• **Excerpt**
++++++
# Hawk threats



## SouthTown Racers (Jan 14, 2009)

I just want everyone out there to know and appreciate the threats we have against our birds. The first is the biggest threat durring tje winter months, when the trees are bare. The coopers hawk is sneaky and cat-like. for our brothers to the north, might be the goshawk. The sharp shinnrd hawk is the smallest of the accipiters, and is too small to take a full grown pigeon. Next threat is the redtail, a very opertunistic feeder. Watch tour birds while trapping. This buteo will dine and dash if he has the chance. Usually we have a chance against redtails, we can see them coming! Next is the falcon which uses speed to catch their prey. A falcons advantage comes only if he is above your flock. Unless you live in the upper northern hemisphere, you dont have to worry about the gyr falcon --- the only bird of prey, able to out fly a racing bird in level flight! These three pictures show the three----


----------



## Kimberly_CA (Jan 5, 2008)

I so wish they didn't eat pigeons, but darn are they beautiful and that last one is sooo cute! great pics!


----------



## SouthTown Racers (Jan 14, 2009)

the first 2 will knock you out! The third will help you out!


----------



## SouthTown Racers (Jan 14, 2009)

maykuhn loft said:


> the first 2 will knock you out! The third will help you out!



View attachment 11571


View attachment 11572


View attachment 11573


----------



## Big T (Mar 25, 2008)
++++++
• **Data supplied**

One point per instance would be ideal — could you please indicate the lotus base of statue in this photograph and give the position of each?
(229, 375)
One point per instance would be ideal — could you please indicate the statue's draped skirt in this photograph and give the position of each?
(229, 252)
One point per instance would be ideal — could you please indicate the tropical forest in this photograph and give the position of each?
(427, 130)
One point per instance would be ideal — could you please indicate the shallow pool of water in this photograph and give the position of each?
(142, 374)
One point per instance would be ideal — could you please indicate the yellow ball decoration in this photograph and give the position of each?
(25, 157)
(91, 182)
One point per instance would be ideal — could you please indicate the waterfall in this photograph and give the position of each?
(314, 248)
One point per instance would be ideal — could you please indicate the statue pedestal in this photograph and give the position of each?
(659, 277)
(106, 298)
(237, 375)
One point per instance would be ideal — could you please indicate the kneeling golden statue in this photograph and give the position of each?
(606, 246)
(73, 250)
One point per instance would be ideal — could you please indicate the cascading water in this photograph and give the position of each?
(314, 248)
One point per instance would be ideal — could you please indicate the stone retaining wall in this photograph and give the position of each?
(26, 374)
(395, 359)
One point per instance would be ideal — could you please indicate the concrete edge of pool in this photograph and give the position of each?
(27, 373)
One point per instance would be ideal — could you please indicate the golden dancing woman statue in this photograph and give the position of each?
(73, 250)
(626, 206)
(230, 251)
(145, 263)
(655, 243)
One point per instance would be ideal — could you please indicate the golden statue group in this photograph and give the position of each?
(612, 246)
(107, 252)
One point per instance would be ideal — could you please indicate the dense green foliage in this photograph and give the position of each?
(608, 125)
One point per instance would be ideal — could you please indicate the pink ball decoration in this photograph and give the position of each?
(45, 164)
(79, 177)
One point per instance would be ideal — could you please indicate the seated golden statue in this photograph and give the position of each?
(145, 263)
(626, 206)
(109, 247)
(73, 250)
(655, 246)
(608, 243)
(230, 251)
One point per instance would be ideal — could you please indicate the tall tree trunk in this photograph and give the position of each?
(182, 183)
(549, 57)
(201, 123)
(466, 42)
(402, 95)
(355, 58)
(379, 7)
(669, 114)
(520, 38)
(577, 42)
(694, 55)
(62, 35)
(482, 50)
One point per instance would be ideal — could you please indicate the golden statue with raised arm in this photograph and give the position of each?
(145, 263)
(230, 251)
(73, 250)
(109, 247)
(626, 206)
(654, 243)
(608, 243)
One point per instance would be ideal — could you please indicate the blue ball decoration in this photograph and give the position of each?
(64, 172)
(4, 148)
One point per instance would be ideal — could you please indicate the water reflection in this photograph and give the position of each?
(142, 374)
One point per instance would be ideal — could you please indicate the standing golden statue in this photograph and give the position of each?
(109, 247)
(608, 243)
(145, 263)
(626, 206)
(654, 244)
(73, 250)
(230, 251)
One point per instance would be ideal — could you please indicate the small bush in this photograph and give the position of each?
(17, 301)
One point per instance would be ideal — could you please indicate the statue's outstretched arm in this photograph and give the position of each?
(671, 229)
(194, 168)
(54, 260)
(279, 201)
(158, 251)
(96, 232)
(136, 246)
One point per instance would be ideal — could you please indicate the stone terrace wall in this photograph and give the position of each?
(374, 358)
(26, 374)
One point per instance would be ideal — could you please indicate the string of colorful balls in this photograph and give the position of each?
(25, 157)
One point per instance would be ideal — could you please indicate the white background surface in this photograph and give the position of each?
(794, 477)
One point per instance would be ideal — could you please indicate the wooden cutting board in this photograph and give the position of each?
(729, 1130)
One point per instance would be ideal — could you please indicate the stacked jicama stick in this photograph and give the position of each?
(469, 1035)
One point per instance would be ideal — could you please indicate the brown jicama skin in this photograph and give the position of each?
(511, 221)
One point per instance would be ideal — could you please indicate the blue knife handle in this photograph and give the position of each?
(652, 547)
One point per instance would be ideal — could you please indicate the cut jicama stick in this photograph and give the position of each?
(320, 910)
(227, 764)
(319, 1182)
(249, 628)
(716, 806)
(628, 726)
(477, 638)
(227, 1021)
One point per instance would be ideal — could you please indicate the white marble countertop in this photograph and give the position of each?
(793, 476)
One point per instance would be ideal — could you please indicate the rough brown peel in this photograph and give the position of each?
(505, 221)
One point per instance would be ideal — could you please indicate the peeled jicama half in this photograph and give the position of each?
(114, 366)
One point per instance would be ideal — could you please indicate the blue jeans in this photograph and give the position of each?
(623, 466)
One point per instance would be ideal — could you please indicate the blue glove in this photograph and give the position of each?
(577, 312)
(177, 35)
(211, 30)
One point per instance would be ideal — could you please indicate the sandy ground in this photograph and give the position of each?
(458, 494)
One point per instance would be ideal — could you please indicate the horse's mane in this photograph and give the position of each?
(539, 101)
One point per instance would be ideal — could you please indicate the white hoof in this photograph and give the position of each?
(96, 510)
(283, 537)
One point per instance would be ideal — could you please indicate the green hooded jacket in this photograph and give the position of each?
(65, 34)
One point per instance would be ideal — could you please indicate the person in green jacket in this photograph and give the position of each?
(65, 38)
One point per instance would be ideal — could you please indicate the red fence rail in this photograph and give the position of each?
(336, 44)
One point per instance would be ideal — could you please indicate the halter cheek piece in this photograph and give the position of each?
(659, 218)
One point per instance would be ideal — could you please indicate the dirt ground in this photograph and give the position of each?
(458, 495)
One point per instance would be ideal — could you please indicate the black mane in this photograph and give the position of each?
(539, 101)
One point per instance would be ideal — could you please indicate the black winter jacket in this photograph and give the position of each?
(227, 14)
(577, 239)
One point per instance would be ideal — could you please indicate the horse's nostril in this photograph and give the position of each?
++++++
• **Required tasks**
1: Per the hawk thread, what is the only bird of prey able to outfly a racing bird in level flight?
2: For each statement, answer yes or no on whether it agrees with the hawk thread, and quote the words from the thread that decide it. (a) The sharp-shinned hawk cannot take a full-grown pigeon. (b) A falcon has its advantage when it is below the flock. (c) Redtails can usually be seen approaching.
The material stands apart from the hawk thread.

• **Answers to the exercises**
1: The gyr falcon.

2:
(a) Yes: "is too small to take a full grown pigeon"
(b) No: "comes only if he is above your flock"
(c) Yes: "we can see them coming!"